» Task item
Set down exactly the lines that run from the line with "of the foreground" to the end of the data, and nothing else.

Given information Start Marker

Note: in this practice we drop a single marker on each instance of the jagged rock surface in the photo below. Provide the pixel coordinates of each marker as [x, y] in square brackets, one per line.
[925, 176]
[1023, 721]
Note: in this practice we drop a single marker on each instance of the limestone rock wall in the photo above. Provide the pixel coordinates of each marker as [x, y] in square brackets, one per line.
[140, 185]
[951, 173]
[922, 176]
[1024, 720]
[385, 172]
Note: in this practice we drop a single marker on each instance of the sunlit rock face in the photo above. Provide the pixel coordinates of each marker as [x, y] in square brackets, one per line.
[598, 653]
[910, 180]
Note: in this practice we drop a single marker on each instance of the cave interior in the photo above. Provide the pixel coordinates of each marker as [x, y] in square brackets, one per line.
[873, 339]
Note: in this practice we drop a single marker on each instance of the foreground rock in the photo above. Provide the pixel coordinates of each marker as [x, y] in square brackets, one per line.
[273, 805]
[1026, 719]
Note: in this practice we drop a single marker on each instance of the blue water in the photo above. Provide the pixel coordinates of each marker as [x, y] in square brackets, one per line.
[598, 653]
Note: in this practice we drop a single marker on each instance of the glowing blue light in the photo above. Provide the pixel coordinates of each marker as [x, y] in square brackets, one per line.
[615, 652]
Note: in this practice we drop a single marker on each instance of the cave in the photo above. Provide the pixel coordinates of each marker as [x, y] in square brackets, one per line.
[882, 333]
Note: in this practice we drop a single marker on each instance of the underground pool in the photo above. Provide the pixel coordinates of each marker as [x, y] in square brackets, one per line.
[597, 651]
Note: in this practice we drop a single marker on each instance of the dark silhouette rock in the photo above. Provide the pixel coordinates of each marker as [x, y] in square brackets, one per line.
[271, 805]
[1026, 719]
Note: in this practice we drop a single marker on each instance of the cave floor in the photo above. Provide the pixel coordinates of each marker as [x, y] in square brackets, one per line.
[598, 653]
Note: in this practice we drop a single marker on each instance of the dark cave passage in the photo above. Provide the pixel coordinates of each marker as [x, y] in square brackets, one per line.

Given information End Marker

» Task output
Note: in this practice we drop a single marker on each instance of the foreground rock in the photo above. Provide the pixel coordinates of each marker as [x, y] in square brackets, one per line.
[273, 805]
[1026, 719]
Note: in this practice we drop a single marker on each instance of the blue water in the photo above. Provide the pixel coordinates of each marker as [x, y] in square brackets, one per line.
[598, 653]
Note: in this practice we drop a single marker on each instance of the glowing blue light in the photo above. Provide the pixel coordinates of each marker as [x, y] in square brackets, one per line.
[615, 652]
Note: in this practice we drop a single marker on each instance of the cave in the photo above. Provide the pixel coordinates of each marker as [x, y] in square brackets, one per line.
[882, 333]
Note: in this practice we drop a single marker on each instance of the underground pool in the photo above. Provide the pixel coordinates of each marker as [x, y] in square brackets, one per line.
[597, 651]
Note: in this practice we drop a single marker on each instance of the dark silhouette rock in the photo above. Provide the pixel coordinates of each marker as [x, y] in square brackets, one per line.
[271, 805]
[1026, 719]
Note: in this practice we drop a single marker on each instance of the cave floor in the photo above. Provide the pixel coordinates of each marker as [x, y] in square brackets, one per line.
[598, 653]
Note: in this practice we drop a single marker on each instance of the dark cave passage in the photo above. Provide the pixel coordinates of each marker as [x, y] in square brackets, one per line.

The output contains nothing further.